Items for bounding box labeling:

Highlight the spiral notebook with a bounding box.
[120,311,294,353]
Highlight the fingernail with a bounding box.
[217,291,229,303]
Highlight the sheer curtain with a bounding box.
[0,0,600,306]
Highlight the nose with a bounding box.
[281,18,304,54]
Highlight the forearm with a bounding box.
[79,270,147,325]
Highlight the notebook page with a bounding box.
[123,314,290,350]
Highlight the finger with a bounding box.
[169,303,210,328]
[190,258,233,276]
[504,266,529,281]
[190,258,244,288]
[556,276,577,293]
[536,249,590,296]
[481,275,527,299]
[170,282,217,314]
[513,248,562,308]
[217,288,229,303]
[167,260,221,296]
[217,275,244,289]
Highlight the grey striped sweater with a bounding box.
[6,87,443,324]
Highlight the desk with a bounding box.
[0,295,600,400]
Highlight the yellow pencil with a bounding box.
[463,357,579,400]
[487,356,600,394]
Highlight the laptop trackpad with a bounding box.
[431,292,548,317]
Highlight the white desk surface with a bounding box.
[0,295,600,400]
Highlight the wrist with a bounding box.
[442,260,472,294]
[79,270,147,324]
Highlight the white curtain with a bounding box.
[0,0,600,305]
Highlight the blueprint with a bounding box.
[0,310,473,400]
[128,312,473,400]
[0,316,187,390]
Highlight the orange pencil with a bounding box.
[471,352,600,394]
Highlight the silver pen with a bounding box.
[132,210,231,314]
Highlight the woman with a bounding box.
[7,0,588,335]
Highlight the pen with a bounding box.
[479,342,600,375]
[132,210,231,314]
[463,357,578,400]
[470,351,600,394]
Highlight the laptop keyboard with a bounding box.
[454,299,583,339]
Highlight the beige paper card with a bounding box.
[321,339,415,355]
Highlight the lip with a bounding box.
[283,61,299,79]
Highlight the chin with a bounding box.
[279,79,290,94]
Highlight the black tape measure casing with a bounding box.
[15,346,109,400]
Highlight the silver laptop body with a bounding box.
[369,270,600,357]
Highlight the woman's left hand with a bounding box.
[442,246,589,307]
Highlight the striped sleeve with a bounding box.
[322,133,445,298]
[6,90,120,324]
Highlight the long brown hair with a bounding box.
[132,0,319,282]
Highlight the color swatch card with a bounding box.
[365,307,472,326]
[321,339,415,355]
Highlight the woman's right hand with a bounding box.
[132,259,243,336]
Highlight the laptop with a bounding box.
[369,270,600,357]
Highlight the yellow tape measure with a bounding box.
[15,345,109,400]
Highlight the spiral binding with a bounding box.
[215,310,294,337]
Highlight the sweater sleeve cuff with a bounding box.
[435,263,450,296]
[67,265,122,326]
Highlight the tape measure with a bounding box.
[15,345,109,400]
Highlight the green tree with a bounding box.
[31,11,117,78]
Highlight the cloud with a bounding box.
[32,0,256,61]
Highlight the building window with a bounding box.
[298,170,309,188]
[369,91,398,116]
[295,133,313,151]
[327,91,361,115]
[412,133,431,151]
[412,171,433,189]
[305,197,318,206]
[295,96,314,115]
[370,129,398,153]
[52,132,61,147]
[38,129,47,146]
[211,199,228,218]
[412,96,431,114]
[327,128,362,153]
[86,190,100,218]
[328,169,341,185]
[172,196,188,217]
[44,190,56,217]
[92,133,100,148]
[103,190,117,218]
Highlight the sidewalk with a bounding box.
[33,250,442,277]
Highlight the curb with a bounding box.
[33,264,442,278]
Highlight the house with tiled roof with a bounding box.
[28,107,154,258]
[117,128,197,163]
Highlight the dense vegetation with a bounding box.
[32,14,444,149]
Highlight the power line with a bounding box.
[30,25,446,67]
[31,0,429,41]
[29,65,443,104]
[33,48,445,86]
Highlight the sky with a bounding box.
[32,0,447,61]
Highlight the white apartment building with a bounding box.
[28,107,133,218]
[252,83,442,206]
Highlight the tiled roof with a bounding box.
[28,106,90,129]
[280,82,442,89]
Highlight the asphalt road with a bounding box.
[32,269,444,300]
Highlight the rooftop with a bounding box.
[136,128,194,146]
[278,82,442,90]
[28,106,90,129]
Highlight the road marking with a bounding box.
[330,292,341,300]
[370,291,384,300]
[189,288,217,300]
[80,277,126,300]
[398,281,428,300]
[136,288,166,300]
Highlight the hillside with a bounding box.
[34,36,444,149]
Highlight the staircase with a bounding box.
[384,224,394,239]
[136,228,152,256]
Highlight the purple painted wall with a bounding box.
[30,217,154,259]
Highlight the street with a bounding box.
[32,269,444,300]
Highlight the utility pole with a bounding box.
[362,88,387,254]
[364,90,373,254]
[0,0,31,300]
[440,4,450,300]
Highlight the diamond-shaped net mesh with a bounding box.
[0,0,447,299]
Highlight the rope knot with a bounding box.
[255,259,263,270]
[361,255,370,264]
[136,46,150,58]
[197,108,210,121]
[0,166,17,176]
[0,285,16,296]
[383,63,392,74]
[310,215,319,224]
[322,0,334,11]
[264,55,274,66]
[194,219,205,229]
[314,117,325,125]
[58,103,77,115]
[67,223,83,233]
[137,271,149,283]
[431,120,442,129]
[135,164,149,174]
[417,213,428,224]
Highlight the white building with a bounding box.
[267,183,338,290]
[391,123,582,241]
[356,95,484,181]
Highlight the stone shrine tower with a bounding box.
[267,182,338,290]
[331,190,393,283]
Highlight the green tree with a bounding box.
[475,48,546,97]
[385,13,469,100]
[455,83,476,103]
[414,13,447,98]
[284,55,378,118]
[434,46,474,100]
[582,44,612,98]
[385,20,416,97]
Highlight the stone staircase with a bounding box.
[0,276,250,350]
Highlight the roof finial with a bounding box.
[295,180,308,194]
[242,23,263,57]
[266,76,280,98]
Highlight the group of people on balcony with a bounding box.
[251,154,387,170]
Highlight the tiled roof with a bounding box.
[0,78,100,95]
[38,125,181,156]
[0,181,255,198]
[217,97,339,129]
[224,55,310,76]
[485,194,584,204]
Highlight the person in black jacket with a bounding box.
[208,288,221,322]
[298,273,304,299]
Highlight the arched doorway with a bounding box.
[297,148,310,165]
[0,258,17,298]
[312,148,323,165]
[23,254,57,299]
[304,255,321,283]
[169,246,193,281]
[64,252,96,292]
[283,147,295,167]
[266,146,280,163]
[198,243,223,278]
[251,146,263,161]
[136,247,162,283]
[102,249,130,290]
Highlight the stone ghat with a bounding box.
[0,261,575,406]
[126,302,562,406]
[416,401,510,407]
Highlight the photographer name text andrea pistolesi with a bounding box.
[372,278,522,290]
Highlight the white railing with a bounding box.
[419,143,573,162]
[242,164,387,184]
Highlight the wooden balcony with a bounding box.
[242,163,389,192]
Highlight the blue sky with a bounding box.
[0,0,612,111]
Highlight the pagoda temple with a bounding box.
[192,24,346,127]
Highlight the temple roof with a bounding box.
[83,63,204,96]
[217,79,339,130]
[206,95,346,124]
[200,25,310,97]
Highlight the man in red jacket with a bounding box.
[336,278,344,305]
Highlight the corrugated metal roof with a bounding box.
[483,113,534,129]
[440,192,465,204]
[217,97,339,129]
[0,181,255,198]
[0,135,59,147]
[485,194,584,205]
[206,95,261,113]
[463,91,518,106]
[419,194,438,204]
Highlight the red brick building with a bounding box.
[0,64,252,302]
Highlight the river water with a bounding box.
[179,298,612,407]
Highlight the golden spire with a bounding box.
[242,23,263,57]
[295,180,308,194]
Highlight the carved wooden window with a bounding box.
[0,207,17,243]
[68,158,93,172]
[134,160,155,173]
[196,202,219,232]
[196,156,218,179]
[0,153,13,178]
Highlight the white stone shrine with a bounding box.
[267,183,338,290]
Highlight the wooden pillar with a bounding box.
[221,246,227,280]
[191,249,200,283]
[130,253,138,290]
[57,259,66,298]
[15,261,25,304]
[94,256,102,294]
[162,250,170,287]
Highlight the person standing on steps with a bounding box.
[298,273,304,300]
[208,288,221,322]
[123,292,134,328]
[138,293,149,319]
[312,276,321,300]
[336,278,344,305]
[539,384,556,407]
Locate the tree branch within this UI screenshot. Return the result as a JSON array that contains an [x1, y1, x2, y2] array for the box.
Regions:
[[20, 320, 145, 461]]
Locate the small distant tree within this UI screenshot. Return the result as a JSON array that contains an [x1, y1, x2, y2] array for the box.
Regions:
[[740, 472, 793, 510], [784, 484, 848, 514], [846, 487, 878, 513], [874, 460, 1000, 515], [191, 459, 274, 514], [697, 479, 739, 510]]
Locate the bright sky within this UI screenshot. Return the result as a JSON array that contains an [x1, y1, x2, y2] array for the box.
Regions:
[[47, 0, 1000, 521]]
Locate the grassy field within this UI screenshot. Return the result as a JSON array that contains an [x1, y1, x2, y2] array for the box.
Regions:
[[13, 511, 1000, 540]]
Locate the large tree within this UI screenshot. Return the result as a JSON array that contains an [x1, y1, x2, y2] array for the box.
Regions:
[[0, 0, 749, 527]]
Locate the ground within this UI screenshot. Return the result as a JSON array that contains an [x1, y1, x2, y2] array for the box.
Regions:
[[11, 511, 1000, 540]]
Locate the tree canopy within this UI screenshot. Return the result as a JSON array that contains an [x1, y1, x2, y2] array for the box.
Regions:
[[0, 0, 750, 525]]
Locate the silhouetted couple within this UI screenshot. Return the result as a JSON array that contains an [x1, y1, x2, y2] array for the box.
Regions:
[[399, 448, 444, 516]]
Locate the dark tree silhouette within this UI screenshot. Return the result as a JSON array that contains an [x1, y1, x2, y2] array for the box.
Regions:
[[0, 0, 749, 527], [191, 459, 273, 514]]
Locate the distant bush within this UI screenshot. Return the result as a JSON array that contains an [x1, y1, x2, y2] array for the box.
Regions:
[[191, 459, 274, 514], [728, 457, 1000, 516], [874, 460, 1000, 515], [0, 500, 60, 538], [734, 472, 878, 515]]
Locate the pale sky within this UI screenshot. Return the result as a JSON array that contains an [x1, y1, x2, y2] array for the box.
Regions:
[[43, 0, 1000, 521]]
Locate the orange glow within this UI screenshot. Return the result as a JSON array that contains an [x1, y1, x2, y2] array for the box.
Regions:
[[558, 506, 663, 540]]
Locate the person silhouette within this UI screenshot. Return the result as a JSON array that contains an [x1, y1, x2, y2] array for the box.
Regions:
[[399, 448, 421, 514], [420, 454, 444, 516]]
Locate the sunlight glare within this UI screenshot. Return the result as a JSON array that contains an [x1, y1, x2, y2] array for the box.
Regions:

■ What you have to do ■
Find every line in the items above that contains the word "laptop" and copy each one in full. Match case exactly.

■ Output of the task ■
Highlight the laptop trackpad with a bounding box.
Highlight the laptop keyboard with a bounding box.
Highlight the silver laptop body with a bounding box.
Highlight the laptop with a bounding box.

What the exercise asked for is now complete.